== Segment start ==

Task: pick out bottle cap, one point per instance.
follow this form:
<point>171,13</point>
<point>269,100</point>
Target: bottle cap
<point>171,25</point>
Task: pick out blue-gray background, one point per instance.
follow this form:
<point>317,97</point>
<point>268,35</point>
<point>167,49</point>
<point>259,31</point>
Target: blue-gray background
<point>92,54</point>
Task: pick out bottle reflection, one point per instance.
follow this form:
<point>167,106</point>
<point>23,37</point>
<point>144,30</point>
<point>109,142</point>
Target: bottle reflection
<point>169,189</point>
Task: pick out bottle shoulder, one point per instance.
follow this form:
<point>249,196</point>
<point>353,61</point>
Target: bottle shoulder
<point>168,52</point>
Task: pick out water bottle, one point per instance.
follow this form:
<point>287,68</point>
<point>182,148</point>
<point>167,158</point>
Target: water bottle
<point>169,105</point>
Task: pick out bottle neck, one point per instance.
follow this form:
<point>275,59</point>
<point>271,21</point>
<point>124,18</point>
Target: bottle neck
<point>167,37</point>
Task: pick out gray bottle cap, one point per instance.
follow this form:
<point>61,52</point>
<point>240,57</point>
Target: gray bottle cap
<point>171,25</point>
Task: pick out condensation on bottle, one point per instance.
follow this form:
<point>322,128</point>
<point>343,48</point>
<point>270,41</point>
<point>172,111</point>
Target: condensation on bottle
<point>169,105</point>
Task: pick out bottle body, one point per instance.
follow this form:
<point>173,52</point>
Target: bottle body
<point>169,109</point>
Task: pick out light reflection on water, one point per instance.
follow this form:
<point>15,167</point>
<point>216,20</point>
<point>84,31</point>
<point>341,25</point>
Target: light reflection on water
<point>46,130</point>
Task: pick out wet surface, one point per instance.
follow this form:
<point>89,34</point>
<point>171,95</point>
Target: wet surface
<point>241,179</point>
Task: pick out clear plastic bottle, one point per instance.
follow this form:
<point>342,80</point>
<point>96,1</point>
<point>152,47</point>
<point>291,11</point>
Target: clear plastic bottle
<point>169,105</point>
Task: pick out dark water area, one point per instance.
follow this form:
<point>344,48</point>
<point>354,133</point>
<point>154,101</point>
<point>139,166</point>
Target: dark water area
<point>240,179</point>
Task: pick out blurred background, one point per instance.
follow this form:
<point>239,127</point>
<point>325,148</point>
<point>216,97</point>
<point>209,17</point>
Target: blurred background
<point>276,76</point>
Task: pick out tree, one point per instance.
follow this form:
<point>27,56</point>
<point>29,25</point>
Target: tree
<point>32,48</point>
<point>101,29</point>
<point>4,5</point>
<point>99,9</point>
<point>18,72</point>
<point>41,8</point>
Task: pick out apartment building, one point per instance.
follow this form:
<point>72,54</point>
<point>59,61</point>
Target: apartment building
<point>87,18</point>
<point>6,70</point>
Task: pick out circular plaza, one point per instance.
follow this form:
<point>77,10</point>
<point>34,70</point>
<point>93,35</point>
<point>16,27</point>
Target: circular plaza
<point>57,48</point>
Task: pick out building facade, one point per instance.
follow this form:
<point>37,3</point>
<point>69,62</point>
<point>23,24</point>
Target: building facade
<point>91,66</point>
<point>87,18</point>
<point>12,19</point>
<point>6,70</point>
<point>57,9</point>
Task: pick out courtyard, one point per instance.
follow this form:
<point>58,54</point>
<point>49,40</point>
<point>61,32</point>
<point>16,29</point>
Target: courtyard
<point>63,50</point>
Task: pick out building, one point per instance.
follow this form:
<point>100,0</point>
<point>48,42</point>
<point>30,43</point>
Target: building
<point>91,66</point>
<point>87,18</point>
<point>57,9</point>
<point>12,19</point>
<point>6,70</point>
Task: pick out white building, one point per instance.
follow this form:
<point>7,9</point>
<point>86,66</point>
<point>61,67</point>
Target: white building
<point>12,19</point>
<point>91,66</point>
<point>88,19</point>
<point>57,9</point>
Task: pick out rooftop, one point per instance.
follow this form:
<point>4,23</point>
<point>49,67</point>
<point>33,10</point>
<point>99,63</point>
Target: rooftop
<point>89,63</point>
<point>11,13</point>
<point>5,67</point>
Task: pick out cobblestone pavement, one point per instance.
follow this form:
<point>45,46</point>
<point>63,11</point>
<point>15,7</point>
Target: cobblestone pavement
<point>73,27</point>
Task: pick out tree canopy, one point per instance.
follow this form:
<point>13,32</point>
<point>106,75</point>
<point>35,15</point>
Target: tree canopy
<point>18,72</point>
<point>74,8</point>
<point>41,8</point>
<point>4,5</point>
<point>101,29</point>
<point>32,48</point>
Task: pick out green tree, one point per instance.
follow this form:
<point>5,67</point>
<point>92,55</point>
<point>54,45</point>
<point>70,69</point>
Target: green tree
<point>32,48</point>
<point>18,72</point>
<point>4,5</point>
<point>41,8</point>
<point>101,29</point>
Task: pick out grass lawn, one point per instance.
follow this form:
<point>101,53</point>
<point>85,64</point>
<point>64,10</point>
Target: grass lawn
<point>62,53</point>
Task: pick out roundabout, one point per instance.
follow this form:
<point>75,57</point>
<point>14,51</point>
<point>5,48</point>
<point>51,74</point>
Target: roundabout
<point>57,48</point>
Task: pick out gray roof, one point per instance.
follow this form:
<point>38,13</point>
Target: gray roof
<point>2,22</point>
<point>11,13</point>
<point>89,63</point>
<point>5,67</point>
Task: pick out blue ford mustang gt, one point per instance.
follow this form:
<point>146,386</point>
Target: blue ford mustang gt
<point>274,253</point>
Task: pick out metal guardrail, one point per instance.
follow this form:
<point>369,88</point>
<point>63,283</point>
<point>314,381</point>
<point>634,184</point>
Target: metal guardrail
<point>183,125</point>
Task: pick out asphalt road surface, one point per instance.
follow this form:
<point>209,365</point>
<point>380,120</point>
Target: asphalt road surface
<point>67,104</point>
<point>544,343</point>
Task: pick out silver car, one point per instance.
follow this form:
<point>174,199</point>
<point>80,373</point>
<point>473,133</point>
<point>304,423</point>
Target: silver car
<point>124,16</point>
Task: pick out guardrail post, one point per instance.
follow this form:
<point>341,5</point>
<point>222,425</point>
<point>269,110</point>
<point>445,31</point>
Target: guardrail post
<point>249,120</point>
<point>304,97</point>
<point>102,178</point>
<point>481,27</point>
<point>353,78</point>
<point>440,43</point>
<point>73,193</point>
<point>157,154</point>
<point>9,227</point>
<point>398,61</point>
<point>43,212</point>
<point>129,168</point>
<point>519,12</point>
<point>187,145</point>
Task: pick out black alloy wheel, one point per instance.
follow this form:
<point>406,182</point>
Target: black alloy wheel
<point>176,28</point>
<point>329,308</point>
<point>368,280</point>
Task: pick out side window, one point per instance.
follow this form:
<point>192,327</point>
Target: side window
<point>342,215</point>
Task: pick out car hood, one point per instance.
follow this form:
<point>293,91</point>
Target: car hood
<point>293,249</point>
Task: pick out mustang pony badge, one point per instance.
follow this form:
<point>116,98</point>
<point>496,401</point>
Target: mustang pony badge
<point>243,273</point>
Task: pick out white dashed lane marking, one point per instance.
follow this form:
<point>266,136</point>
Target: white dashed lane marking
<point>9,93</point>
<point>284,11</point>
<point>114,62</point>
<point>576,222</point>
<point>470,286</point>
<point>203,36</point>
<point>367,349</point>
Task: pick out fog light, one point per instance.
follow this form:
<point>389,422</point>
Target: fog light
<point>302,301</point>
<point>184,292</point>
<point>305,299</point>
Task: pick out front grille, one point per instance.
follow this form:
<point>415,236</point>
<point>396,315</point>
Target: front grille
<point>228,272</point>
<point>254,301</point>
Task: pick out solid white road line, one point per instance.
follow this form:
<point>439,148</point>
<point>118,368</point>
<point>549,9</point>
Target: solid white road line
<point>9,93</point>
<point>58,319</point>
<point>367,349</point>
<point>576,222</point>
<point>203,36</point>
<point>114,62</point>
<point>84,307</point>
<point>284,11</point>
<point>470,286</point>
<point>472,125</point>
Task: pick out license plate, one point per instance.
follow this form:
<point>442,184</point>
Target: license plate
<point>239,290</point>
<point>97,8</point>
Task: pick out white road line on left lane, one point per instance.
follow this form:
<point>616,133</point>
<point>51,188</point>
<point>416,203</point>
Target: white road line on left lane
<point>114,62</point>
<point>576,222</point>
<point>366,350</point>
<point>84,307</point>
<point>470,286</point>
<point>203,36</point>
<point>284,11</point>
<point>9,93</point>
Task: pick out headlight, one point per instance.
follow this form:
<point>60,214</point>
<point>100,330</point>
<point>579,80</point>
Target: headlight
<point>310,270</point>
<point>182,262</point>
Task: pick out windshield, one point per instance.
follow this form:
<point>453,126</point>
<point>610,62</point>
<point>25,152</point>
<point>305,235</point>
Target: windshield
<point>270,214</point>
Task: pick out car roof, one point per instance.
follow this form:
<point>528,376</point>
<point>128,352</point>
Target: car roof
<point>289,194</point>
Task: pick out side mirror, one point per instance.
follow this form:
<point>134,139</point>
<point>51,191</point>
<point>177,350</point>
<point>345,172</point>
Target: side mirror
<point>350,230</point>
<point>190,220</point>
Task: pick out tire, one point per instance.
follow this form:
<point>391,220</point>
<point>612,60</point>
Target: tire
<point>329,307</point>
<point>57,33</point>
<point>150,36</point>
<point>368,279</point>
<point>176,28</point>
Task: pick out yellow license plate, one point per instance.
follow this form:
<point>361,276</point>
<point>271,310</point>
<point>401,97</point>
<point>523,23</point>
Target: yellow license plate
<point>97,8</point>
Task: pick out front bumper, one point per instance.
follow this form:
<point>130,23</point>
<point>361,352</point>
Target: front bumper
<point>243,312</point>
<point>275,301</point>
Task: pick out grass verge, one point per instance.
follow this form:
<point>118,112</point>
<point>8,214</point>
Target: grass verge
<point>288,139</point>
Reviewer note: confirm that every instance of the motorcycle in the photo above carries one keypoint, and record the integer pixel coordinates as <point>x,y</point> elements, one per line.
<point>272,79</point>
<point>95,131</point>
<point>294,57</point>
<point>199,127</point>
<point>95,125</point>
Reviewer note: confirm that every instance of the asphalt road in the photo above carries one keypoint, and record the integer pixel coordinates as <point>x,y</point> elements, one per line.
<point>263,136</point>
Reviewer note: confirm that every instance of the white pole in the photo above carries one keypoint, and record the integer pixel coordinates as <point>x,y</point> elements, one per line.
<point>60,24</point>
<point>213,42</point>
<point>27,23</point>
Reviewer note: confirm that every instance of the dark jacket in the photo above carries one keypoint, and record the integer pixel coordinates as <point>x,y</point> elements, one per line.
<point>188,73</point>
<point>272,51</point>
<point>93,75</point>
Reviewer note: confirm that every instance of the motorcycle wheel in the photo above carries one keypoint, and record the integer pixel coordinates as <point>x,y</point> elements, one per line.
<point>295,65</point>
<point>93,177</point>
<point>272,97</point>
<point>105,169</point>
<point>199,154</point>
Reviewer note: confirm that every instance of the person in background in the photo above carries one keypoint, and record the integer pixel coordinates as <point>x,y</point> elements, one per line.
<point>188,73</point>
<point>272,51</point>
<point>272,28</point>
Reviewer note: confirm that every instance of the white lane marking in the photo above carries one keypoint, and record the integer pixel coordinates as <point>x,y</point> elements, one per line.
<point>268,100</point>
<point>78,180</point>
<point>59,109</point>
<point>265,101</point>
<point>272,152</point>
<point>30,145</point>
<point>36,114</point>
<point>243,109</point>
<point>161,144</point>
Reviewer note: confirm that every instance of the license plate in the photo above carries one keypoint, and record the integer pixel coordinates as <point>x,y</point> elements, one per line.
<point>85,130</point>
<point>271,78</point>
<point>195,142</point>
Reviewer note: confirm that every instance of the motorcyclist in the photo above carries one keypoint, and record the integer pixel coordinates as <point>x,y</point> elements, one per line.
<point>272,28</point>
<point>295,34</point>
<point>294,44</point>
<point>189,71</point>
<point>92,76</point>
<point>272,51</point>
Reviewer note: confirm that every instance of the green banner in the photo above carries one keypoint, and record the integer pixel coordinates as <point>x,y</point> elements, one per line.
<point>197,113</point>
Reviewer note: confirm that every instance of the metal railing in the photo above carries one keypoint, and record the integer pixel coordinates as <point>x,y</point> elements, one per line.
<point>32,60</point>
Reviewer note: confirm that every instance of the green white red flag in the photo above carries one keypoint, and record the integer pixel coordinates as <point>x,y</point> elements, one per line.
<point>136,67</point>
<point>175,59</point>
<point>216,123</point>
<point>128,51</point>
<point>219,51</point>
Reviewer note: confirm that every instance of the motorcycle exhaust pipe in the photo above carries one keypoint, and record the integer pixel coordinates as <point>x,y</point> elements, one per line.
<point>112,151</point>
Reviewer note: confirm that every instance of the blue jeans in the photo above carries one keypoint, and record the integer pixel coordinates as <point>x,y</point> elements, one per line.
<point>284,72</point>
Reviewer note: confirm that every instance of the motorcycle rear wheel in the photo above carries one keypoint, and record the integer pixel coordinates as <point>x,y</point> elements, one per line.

== Segment end ==

> **WHAT YOU ARE ASKED TO DO**:
From the data above, return every line from the line that has "<point>369,88</point>" up to and including the line that has "<point>406,182</point>", exactly.

> **SOLUTION**:
<point>369,88</point>
<point>63,283</point>
<point>314,381</point>
<point>634,184</point>
Target: metal guardrail
<point>183,125</point>
Task: pick out asphalt road surface, one point per instance.
follow this form:
<point>209,365</point>
<point>380,120</point>
Target: asphalt road surface
<point>67,104</point>
<point>544,343</point>
Task: pick out silver car, one point per instance.
follow this form:
<point>174,199</point>
<point>80,373</point>
<point>473,133</point>
<point>304,423</point>
Target: silver car
<point>124,16</point>
Task: pick out guardrail post, one point per instance.
follow this form:
<point>341,5</point>
<point>222,425</point>
<point>269,110</point>
<point>445,31</point>
Target: guardrail post
<point>249,120</point>
<point>304,97</point>
<point>102,178</point>
<point>481,27</point>
<point>353,78</point>
<point>440,43</point>
<point>73,193</point>
<point>157,154</point>
<point>9,227</point>
<point>398,61</point>
<point>43,212</point>
<point>129,168</point>
<point>519,12</point>
<point>187,145</point>
Task: pick out black alloy wheel, one point per instance.
follow this form:
<point>406,182</point>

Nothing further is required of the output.